- Work instructions
Can you copy the lines from the one that contains "In the photo above, where can the woodpecker" through the end of the material below, exactly and with nothing else?

- Records for the task
──────

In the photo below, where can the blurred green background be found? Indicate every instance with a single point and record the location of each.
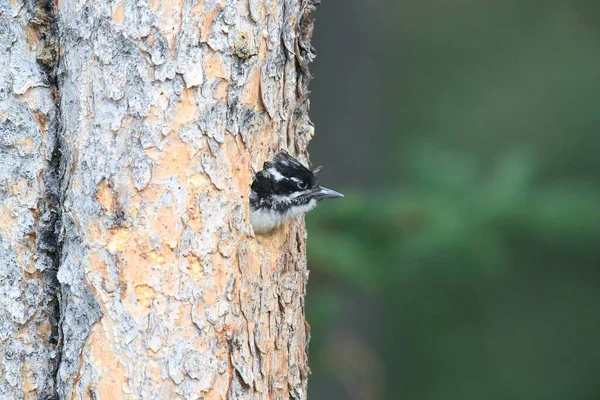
(463, 262)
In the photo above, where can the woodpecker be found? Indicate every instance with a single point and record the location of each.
(282, 190)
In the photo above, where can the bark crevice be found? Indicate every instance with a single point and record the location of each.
(48, 245)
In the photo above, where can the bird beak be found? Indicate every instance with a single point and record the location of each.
(323, 193)
(317, 170)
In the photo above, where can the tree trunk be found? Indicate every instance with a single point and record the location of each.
(165, 110)
(28, 204)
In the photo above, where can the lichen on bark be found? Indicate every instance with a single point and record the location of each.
(168, 109)
(29, 204)
(130, 135)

──────

- Answer section
In the photo above, where can the woodpecker be found? Indicate every instance with a single point and record the location of each.
(282, 190)
In the photo above, where can the bark crevice be found? Indicate every instance with a single point and record the location of each.
(48, 245)
In the photo above, where can the bird beak be found? Indicate every instance with a single point and record the location of each.
(323, 193)
(317, 170)
In the photo above, where can the tree trunk be found? Indicate every instance with a single point and record the location of each.
(165, 110)
(28, 204)
In the photo above, where can the lichen on bark be found? Indicate every instance with a single point and record the location of each.
(168, 109)
(29, 204)
(130, 135)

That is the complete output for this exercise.